▶ **Exercises to complete**
1/ Extract the passage of the fake-visa ring article from "Investigators say the" to "Abruzzo and Lazio.", copying it word for word.
2/ Pull out each line of the records that contains the string "instance".

▶ **Passage**
Carabinieri Bust €3 Million Fake-Visa Ring Exploiting Italy’s ‘Decreto Flussi’

Carabinieri Bust €3 Million Fake-Visa Ring Exploiting Italy’s ‘Decreto Flussi’
Italian authorities have dismantled a sophisticated criminal network that allegedly sold counterfeit work-visa packages for up to €20,000 each, exploiting the annual ‘Decreto Flussi’ quota system designed to channel legal labour migration. The operation, revealed on 3 November 2025 by the Chieti branch of the Carabinieri’s labour-inspectorate unit, led to the arrest of a 45-year-old Bangladeshi ringleader and the indictment of 19 accomplices across Italy, Bangladesh and India.

Investigators say the group created shell companies, forged employment contracts and even sold bogus payslips and housing declarations to foreign nationals desperate to secure one of Italy’s limited non-seasonal work permits. Preliminary forensic accounting traces more than €3 million in illicit profits and links the syndicate to at least six front companies registered in Abruzzo and Lazio.

▶ **Material provided**
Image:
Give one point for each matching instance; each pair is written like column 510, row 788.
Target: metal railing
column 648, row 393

--

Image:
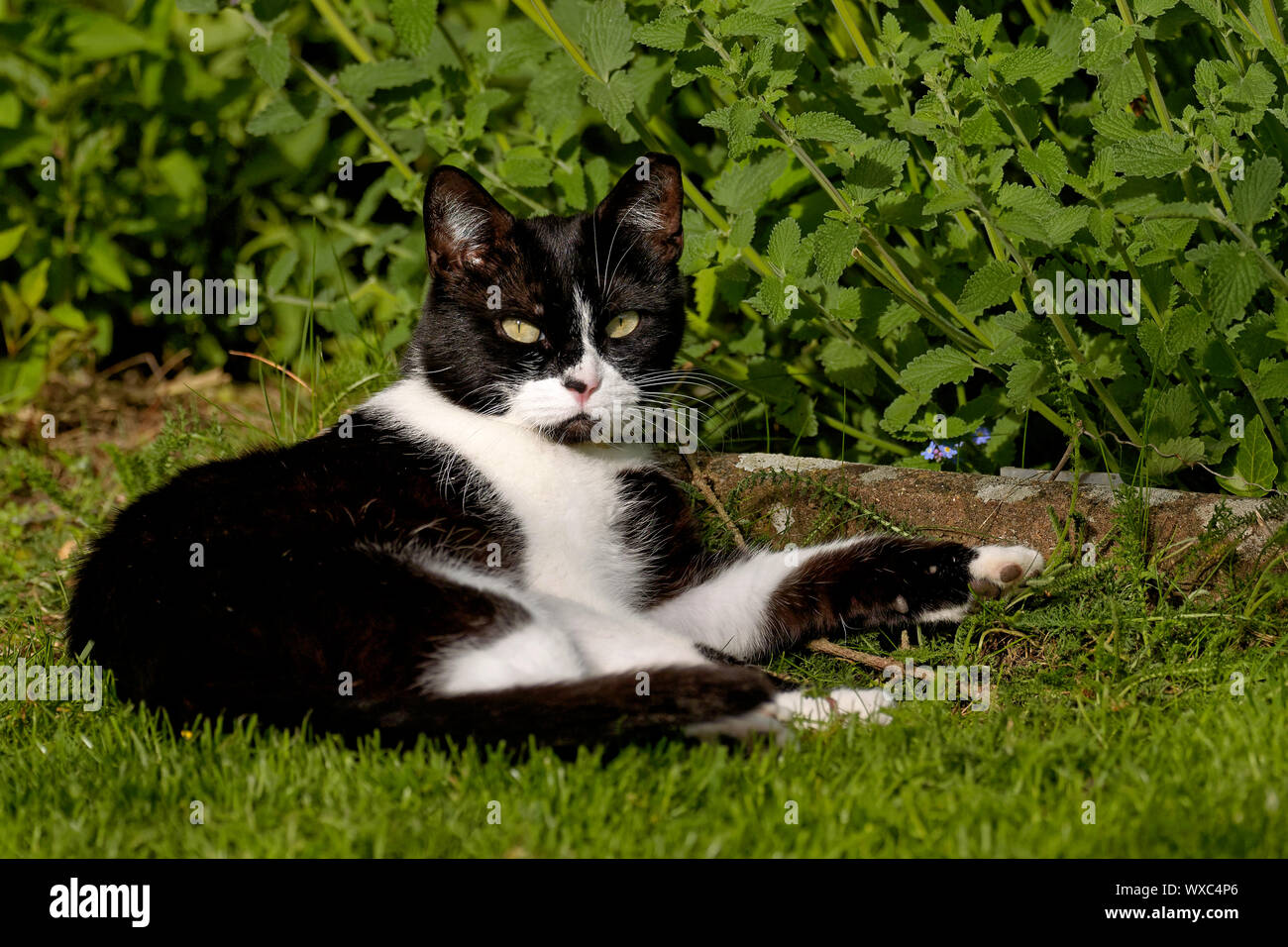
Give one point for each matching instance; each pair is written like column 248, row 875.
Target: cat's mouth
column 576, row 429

▶ **Expected outputs**
1/
Investigators say the group created shell companies, forged employment contracts and even sold bogus payslips and housing declarations to foreign nationals desperate to secure one of Italy’s limited non-seasonal work permits. Preliminary forensic accounting traces more than €3 million in illicit profits and links the syndicate to at least six front companies registered in Abruzzo and Lazio.

2/
Give one point for each matching instance; each pair is written like column 510, row 788.
Give one point for each matching instance; each pair is written like column 248, row 875.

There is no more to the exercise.